- [Given task]: Extract every entry word for word.

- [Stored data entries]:
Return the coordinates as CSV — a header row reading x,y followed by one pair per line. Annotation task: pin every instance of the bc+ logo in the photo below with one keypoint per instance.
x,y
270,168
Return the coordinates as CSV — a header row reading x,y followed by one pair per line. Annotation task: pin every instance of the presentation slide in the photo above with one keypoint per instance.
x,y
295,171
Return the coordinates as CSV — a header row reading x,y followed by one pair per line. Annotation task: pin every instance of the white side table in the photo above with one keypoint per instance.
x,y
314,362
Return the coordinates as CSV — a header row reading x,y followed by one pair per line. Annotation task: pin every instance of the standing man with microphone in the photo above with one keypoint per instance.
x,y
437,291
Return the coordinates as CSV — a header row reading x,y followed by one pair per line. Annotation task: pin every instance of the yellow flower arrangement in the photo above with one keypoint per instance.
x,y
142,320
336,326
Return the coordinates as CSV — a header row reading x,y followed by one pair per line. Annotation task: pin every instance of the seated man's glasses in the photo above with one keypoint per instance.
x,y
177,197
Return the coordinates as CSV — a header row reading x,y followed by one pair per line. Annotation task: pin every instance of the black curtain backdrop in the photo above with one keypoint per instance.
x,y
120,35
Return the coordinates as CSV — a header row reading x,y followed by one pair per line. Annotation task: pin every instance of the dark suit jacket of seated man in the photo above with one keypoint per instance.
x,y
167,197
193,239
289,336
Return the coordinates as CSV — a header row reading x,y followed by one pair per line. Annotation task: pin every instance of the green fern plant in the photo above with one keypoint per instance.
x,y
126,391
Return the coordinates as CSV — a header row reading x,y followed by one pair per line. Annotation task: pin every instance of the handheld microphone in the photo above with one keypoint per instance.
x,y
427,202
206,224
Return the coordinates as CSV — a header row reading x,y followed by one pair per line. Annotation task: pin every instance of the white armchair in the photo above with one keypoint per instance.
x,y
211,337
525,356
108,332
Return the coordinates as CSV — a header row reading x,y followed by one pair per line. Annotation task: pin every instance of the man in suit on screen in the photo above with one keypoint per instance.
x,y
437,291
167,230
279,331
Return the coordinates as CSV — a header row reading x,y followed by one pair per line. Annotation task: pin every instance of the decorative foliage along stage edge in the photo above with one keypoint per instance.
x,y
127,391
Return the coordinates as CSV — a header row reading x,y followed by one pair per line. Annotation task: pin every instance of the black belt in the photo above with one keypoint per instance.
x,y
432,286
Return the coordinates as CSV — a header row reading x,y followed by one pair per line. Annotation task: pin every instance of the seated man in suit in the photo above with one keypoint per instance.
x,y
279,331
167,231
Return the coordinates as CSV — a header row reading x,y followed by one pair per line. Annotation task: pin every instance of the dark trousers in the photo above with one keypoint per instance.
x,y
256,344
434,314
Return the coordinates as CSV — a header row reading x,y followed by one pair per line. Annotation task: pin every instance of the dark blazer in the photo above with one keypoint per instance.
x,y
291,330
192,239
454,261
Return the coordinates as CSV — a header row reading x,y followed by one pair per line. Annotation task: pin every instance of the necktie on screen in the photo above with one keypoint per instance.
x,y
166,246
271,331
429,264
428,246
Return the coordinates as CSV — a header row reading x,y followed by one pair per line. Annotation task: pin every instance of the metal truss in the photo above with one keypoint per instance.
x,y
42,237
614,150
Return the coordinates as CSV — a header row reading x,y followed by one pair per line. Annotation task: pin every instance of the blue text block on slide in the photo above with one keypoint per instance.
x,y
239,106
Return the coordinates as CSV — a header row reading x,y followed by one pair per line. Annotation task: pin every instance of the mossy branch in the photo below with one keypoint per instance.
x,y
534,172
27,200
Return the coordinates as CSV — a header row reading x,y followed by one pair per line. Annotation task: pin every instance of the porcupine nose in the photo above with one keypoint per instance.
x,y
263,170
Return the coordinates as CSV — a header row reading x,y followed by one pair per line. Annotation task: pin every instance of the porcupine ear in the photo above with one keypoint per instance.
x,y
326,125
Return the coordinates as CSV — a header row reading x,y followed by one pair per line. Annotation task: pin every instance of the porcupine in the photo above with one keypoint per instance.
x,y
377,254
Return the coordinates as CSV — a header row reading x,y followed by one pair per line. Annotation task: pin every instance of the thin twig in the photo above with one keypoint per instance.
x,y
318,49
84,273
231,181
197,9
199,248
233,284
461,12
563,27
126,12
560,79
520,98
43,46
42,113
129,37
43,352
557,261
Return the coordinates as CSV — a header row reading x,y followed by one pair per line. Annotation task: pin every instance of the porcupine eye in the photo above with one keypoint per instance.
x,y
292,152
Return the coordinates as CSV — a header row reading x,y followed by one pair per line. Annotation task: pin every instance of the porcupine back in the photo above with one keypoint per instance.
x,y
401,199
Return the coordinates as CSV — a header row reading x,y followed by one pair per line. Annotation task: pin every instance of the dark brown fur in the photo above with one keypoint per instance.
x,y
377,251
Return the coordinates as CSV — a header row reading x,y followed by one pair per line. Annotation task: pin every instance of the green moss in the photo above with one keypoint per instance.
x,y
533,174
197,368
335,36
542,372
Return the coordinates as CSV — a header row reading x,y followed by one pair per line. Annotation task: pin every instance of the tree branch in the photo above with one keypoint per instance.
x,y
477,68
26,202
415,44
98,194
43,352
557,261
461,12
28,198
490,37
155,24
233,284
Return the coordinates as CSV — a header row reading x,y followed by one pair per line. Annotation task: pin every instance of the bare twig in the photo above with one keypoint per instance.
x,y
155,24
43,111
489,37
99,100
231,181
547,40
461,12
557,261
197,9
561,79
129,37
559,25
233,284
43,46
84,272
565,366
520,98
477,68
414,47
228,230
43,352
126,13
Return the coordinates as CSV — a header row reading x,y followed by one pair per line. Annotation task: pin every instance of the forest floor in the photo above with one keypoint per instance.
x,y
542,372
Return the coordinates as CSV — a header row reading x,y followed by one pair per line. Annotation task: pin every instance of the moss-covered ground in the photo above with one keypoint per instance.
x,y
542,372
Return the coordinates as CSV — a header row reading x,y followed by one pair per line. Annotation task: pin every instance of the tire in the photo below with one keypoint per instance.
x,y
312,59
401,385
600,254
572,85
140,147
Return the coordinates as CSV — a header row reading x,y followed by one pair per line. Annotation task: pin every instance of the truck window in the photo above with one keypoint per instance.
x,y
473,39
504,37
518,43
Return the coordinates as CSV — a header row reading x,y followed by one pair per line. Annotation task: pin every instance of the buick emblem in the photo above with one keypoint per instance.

- [Solution to the problem]:
Return the coordinates as CSV — a header row reading x,y followed by one pair per line. Annotation task: pin every instance of the bc+ logo in the photo below with one keypoint per instance.
x,y
270,168
Return the coordinates as CSV — a header row reading x,y followed by one pair per line. Annotation task: pin every instance of the presentation slide in the photo above with one keypoint per instance.
x,y
295,171
Return the coordinates as CSV — a header row reading x,y followed by one pair per line. Annotation task: pin every instance of the white side table in the photo above with one keypoint per instance.
x,y
314,362
Return the coordinates as CSV — a header row reading x,y followed by one pair per line. Annotation task: pin every instance of the standing man with microphone in the photo above with one keypoint per instance.
x,y
437,291
Return the coordinates as CSV — a header row reading x,y followed by one pair per line. Annotation task: pin every instance of the yellow flower arrangement in the photo above with one keypoint per instance.
x,y
142,320
336,326
Return the coordinates as CSV — a header row reading x,y followed by one pair per line. Annotation task: pin every instance of the seated man's glasses in the photo above with one keypoint per instance.
x,y
177,197
Return the coordinates as CSV — a header row reading x,y followed by one pair per line. Annotation task: pin every instance of the black curtain backdrop in the photo above with one keypoint per instance.
x,y
120,35
Return the coordinates as CSV — a header row reading x,y followed by one pair per line. Annotation task: pin every instance of the dark suit jacket of seated man in the photo above with one keypoint per instance.
x,y
167,197
193,239
289,336
Return the coordinates as CSV — a header row reading x,y followed by one pair per line. Annotation task: pin every instance of the green fern plant in the photo above with one keypoint per instance.
x,y
126,391
Return the coordinates as CSV — a header row reading x,y followed by one pair per line. Annotation task: pin every instance of the handheld microphone in the photo above with one keypoint per instance.
x,y
427,202
206,224
Return the coordinates as CSV — a header row reading x,y followed by one pair per line. Annotation task: pin every instance of the white armchair in the photo above with one keypoint per instance.
x,y
211,337
525,356
108,332
Return the coordinates as CSV — a header row reading x,y followed by one pair per line. Annotation task: pin every instance of the man in suit on screen in the photo above with one keypoint per instance.
x,y
437,291
167,230
279,331
Return the coordinates as CSV — a header row reading x,y followed by one pair per line. Annotation task: pin every instance of the decorative foliage along stage edge in the photo above with one keypoint per instance.
x,y
127,391
Return the coordinates as CSV — a header row reading x,y followed by one pair per line. Annotation task: pin every instance of the black belt in the photo above with one keypoint per instance.
x,y
432,286
Return the coordinates as CSV — a header row reading x,y followed by one pair per line. Annotation task: pin every instance of the seated man in suit in the photo above with one keypoint per instance.
x,y
279,331
167,231
Return the coordinates as CSV — a header row reading x,y followed by one pair per line. Annotation task: pin every instance of the dark trousers in the photo above with one keypoint per instance.
x,y
256,344
434,314
Return the coordinates as CSV — a header row reading x,y followed by one pair per line. Annotation task: pin every instance of the dark blazer in the photo above with one keypoint per instance.
x,y
291,330
192,239
454,261
Return the coordinates as CSV — a header row reading x,y followed by one pair per line. Annotation task: pin every instance of the necktie on screen in the photo above with one keypoint per instance.
x,y
166,246
271,331
429,264
428,246
Return the coordinates as CSV — a header row reading x,y followed by one pair per line. Annotation task: pin every instance of the metal truss in the photo above with one keypoint per instance.
x,y
42,237
614,150
Return the coordinates as CSV — a header row reading x,y followed by one pair per line. Annotation task: pin every instance of the blue text block on slide in the photo above with one keypoint per instance.
x,y
239,106
Return the coordinates as CSV — a header row reading x,y followed by one pair per line. Annotation task: pin every instance of the mossy branch in the photo below with one keypoint per instance.
x,y
534,172
27,200
Return the coordinates as CSV — a header row reading x,y followed by one pair per line. Annotation task: pin every instance of the porcupine nose in the photo above with one keypoint per instance.
x,y
263,170
Return the coordinates as CSV — a header row reading x,y followed by one pair per line. Annotation task: pin every instance of the porcupine ear in the photo above with one keypoint per instance.
x,y
326,125
Return the coordinates as CSV — a header row reading x,y followed by one pair per line. Annotation task: pin every instance of the porcupine in the photo above with one keypoint per instance.
x,y
377,254
Return the coordinates as CSV — a header row reading x,y followed by one pair per line. Annotation task: pin every instance of the thin twig in the photo above with one keypoint per instance.
x,y
318,49
84,273
231,181
197,9
199,248
233,284
461,12
563,27
126,12
560,79
520,98
43,46
42,113
129,37
43,352
557,261
Return the coordinates as CSV — a header row reading x,y followed by one pair per line. Annotation task: pin every instance of the porcupine eye in the photo above with one keypoint per instance.
x,y
292,152
Return the coordinates as CSV — a header row reading x,y followed by one pair per line. Annotation task: pin every instance of the porcupine back in the photo above with one keypoint per instance.
x,y
401,199
Return the coordinates as CSV — a header row reading x,y followed by one pair per line. Annotation task: pin every instance of the dark brown fur in the photo above with one keypoint per instance.
x,y
377,251
Return the coordinates as CSV — a header row reading x,y followed by one pair per line. Annotation task: pin every instance of the green moss in the photo above with one keypoint per instance.
x,y
533,174
197,368
335,36
542,372
Return the coordinates as CSV — a header row reading x,y followed by one pair per line. Annotation task: pin every instance of the tree branch in the photo above with one keypoint per instance.
x,y
477,68
26,202
415,44
98,194
43,352
557,261
461,12
28,198
490,37
155,24
233,284
Return the coordinates as CSV — a header row reading x,y followed by one pair per line. Annotation task: pin every instance of the bare twig in the photo above with one keypoint per instance.
x,y
155,24
43,111
489,37
99,100
231,181
547,40
461,12
557,261
197,9
561,79
129,37
559,25
233,284
43,46
84,272
565,366
520,98
477,68
414,47
228,230
43,352
126,13
Return the coordinates as CSV — a header row reading x,y followed by one pair per line. Annotation task: pin every instance of the forest floor in the photo above with one keypoint per instance.
x,y
542,372
Return the coordinates as CSV — a header row reading x,y followed by one pair per line. Annotation task: pin every instance of the moss-covered ground in the photo above with one keypoint per instance.
x,y
542,372
Return the coordinates as CSV — a header row reading x,y followed by one pair per line. Annotation task: pin every instance of the tire in the photo below with one keypoint per instance.
x,y
312,59
401,385
600,254
572,85
140,147
Return the coordinates as CSV — a header row reading x,y followed by one pair per line. Annotation task: pin every instance of the truck window in the photo above with one keypoint per instance.
x,y
473,39
504,37
518,43
Return the coordinates as CSV — a header row reading x,y followed by one pair per line. Annotation task: pin every instance of the buick emblem in the photo above with one keypoint per instance.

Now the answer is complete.